OBJECTIVES:
(A) According to the QAD financial results article, why does Karl Lopker believe purchasing decisions on QAD's enterprise systems and e-business solutions are being delayed? Answer in one to three sentences.
(B) Update the passage of the QAD financial results article from "In August, QAD" up to and including "was $8.8 million, or $0.26 per diluted share.", replacing "diluted share" with "share".
(C) Go on with the article about QAD's financial results, picking up after its last sentence.

SOURCE:
((

Written By: Predrag Jakovljevic
Published On: September 25 2000

QAD Continues to Wade Through Red Ink
P.J. Jakovljevic - September 25, 2000

Event Summary

In August, QAD Inc., one of the leading ERP vendors, reported revenue of $53.2 million for the second quarter ended July 31, 2000, up 3% from revenue of $51.6 million in the first quarter of fiscal year 2001. However, the second quarter revenue performance compares unfavorably to $58.3 million for the same period last year (See Figure 1). Excluding a $3.2 million valuation allowance for US deferred tax assets, the second quarter net loss was $5.7 million, or $0.17 per diluted share, a 36% improvement over the first quarter fiscal year 2001 net loss of $8.8 million, or $0.26 per diluted share. This compares to a net loss of $2.8 million, or $0.09 per diluted share, for the second quarter of fiscal year 2000, excluding the prior year restructuring charge of $1.2 million. Including the valuation allowance, the net loss for the second quarter was $8.8 million, or $0.26 per diluted share.

Figure 1.

Operating expenses were slightly lower than both the first quarter of this fiscal year and the second quarter of fiscal year 2000, excluding a $1.2 million prior year restructuring charge. Operating expenses for the first six months were 6% lower than the comparable period last year. These improvements relate to continued cost containment measures. Unfortunately, R&D expenses ramain high considering the relatively low revenues from licenses.

"Although we were disappointed by the total revenue for the quarter, we were pleased to achieve sequential growth on licenses from the previous quarter," said Karl Lopker, QAD's Chief Executive Officer. "Our customers are shifting their focus from dealing with the Y2K problem to now planning and developing coherent e-business strategies. We believe this shift has caused an e-business 'pause' and is delaying purchasing decisions on both the traditional enterprise systems and the advanced e-business solutions that we offer."

QAD also announced several initiatives to strengthen operating and financial performance and enhance shareholder value by sharpening the focus of its e-business and business intelligence solutions for multinational customers, while maintaining its presence in local markets.

"We have resolved to achieve leadership in e-business and manufacturing solutions for multinational manufacturers," said Lopker. "This is a market in which QAD supplies best-in-class software, translated and localized for manufacturing companies operating anywhere in the world. These customers are committed to solving supply chain problems through e-business, which fits very well with our QAD eQ offering. This is a logical leveraging of QAD's leadership and competencies. We have a commitment to achieve sustained profitability, and we believe that the increased projected revenues from QAD eQ, combined with the cost savings initiatives we are implementing, should help us achieve that goal. We are increasing our investment in products, services and sales efforts for multinational customers because we believe those companies have much to gain by investing in our e-business solutions, and will be early adopters of solutions like QAD eQ."

))

Point placement records:
((

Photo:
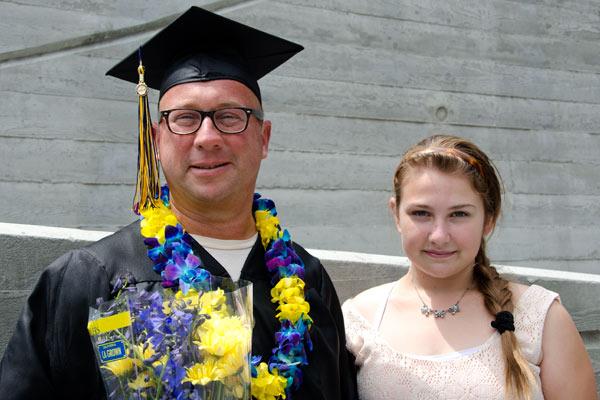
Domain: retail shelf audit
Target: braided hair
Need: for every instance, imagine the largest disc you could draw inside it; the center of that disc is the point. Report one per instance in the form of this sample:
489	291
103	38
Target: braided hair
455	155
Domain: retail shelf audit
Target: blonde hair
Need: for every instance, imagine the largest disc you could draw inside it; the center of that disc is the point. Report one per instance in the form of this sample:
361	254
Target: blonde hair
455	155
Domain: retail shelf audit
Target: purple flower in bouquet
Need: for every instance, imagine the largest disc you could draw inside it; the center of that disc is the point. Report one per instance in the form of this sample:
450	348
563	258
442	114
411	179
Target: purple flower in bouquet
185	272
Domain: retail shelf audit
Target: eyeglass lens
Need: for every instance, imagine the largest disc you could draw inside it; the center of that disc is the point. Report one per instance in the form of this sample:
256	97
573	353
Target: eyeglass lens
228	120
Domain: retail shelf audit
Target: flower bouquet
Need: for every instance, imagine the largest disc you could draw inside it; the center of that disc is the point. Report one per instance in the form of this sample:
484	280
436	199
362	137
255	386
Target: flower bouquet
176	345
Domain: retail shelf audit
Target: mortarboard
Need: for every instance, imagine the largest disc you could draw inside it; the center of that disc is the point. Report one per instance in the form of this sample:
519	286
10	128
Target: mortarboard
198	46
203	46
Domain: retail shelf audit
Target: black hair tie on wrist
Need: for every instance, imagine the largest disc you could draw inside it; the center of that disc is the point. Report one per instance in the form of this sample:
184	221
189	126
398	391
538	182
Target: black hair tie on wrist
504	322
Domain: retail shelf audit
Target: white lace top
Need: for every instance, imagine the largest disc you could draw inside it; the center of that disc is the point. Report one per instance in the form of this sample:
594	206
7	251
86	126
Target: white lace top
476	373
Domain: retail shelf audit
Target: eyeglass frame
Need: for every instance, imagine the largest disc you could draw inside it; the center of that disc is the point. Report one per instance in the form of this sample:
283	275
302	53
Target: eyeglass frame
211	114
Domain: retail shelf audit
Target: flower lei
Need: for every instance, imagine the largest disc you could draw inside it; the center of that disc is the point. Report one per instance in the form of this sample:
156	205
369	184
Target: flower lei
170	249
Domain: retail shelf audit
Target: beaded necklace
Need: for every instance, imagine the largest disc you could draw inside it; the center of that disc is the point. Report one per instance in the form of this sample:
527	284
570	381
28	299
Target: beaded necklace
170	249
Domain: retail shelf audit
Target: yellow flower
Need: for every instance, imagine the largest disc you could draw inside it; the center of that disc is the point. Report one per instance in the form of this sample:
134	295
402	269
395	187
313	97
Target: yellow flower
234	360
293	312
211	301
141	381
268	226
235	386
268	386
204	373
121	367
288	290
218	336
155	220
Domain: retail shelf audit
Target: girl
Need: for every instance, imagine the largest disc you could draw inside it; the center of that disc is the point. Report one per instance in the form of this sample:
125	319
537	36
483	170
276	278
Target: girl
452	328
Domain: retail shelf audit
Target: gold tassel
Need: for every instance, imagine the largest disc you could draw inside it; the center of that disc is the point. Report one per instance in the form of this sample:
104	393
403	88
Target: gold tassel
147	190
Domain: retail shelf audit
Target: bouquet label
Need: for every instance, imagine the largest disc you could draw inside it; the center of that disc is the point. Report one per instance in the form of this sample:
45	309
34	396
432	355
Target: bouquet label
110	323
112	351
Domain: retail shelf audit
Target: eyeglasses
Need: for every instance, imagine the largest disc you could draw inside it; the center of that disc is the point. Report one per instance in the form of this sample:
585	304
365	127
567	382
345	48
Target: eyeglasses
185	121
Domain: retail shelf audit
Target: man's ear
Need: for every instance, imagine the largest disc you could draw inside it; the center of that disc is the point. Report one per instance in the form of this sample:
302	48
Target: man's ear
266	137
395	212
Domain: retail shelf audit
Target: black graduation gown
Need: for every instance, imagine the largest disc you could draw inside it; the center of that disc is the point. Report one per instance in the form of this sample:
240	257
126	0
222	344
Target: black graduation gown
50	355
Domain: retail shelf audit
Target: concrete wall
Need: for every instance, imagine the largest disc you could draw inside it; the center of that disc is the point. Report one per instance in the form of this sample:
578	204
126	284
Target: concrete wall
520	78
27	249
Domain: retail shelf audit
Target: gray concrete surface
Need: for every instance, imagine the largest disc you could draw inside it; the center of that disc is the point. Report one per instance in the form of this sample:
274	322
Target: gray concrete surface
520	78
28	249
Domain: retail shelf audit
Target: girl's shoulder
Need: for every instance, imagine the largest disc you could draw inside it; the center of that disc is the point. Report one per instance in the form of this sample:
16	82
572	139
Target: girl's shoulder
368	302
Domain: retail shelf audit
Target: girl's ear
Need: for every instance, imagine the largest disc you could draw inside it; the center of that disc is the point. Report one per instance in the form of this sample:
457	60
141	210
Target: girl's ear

))

SOLVED PROBLEMS:
(A) Lopker says customers are moving their focus from dealing with the Y2K problem to planning and developing coherent e-business strategies. He believes this shift has caused an e-business "pause" that is delaying purchasing decisions on both traditional enterprise systems and the advanced e-business solutions QAD offers.

(B)
In August, QAD Inc., one of the leading ERP vendors, reported revenue of $53.2 million for the second quarter ended July 31, 2000, up 3% from revenue of $51.6 million in the first quarter of fiscal year 2001. However, the second quarter revenue performance compares unfavorably to $58.3 million for the same period last year (See Figure 1). Excluding a $3.2 million valuation allowance for US deferred tax assets, the second quarter net loss was $5.7 million, or $0.17 per share, a 36% improvement over the first quarter fiscal year 2001 net loss of $8.8 million, or $0.26 per share. This compares to a net loss of $2.8 million, or $0.09 per share, for the second quarter of fiscal year 2000, excluding the prior year restructuring charge of $1.2 million. Including the valuation allowance, the net loss for the second quarter was $8.8 million, or $0.26 per share.

(C)
This quarter QAD made some important strides on its efforts to gain a leadership role in the e-business marketplace. To that end, it has incorporated technologies required for manufacturing exchanges to QAD eQ 2.1, to be released later this quarter. These technologies are 1) Thin Browser Client using HTML, 2) Secured Transactions using HTTP, 3) IBM WebSphere Components for Extendibility, 4) Support for DB/2 and Oracle Database, and 5) New Application server platforms such as RS/6000, HP UNIX, SUN Solaris, NT Servers and IBM AS/400.

Market Impact

The declining license revenue and hefty losses of 1999 seem to be continuing through 2000, just as the market started to believe that QAD has successfully curbed R&D expenses and completed the delivery of its eQ product, and that it was finally in for an easier time. The prolonged and exorbitantly expensive development of eQ has seriously affected the Company's recent financial performance. In 1999, QAD also introduced the fully Internet-enabled release of MFG/PRO v. 9.0 and strengthened its global service organization. Throughout 2000, it has continued to invest in the new initiatives mentioned at the end of the previous paragraph while it has been feeling a notable decline in both license and total revenue.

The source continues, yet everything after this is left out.